(Dataset rows showing where objects appear)
________________________________________
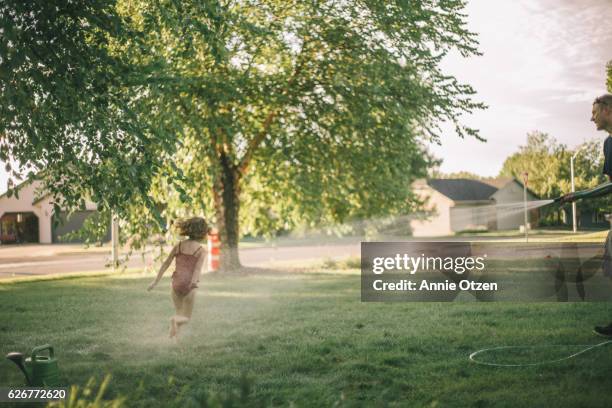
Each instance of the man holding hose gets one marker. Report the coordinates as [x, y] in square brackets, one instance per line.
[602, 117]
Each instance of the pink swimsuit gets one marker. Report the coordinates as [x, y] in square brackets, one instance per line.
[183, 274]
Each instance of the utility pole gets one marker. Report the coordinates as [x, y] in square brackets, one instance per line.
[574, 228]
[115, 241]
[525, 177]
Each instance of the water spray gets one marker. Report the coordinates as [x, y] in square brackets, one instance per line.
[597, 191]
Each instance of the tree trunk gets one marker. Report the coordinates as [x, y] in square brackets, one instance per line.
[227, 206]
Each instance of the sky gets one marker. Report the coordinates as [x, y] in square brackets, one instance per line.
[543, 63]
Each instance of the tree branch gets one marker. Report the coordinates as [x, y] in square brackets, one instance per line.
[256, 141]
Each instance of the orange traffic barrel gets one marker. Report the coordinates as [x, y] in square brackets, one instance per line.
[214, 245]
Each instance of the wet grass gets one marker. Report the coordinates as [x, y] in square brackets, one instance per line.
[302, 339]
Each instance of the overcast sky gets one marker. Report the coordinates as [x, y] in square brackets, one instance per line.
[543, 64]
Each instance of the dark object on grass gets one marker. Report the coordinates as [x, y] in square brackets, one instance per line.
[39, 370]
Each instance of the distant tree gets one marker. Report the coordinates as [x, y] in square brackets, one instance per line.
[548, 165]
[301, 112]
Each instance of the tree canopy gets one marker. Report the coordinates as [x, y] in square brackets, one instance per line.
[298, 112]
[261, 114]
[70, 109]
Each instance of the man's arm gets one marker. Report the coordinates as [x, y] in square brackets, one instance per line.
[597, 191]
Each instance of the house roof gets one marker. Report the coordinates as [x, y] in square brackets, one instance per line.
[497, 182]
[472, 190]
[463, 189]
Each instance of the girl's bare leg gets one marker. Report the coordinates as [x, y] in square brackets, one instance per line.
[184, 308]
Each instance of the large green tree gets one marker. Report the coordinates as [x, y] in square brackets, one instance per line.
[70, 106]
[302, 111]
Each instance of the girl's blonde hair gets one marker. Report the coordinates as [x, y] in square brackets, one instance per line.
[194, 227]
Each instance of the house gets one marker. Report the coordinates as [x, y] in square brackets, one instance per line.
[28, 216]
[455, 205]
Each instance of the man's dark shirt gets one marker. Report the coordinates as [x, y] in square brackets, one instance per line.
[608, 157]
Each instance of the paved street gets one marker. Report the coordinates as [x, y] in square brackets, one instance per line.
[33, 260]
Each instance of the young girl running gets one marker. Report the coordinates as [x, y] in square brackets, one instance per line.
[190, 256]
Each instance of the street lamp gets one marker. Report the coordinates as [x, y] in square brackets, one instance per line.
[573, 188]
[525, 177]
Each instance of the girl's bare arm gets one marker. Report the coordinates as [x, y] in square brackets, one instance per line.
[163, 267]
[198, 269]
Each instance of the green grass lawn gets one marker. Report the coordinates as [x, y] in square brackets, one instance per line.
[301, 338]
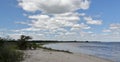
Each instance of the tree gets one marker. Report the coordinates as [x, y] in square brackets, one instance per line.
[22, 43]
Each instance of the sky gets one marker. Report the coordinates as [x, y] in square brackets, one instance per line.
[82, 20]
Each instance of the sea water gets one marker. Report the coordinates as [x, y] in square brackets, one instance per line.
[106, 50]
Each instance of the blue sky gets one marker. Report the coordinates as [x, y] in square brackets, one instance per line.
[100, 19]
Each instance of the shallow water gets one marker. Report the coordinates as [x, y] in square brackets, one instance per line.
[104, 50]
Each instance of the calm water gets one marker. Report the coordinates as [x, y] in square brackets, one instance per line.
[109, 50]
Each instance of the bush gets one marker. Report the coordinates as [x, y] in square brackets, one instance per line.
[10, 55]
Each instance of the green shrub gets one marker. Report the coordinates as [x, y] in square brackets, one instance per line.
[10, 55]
________________________________________
▶ _Task details_: Copy out the records word for word from the line with "Each instance of the girl's bare arm" through the end of the records, including both ends. Leave the pictures out of your answer.

▶ _Exercise answer_:
Each instance of the girl's bare arm gets one marker. Report the coordinates as [x, y] in square brackets, one instance per line.
[163, 267]
[198, 269]
Each instance of the green grass lawn gets one marker. Report the coordinates as [x, y] in square brackets, one instance per line.
[301, 338]
Each instance of the tree gets one marker. Report the coordinates as [x, y] in square brackets, one instance per line.
[22, 43]
Each instance of the sky gets one marker. Report the coordinates as [x, y] in square brackets, one instance per line.
[82, 20]
Each instance of the sea water gets one marker. Report the coordinates as [x, y] in square brackets, one instance per line.
[106, 50]
Each instance of the blue sky gets one marker. Report the coordinates as [x, y] in square brackets, one instance per line.
[100, 19]
Each instance of the shallow water gets one marker. Report the coordinates as [x, y] in square brackets, one instance per line.
[104, 50]
Each instance of the calm water gets one marker. Report the coordinates as [x, y] in square brackets, one instance per line.
[109, 50]
Each instance of the bush gets one marker. Report the coordinates as [x, y] in square brackets, one instance per line.
[10, 55]
Each instance of the green shrub gets one marker. Report the coordinates as [x, y] in square brackets, one instance per line.
[10, 55]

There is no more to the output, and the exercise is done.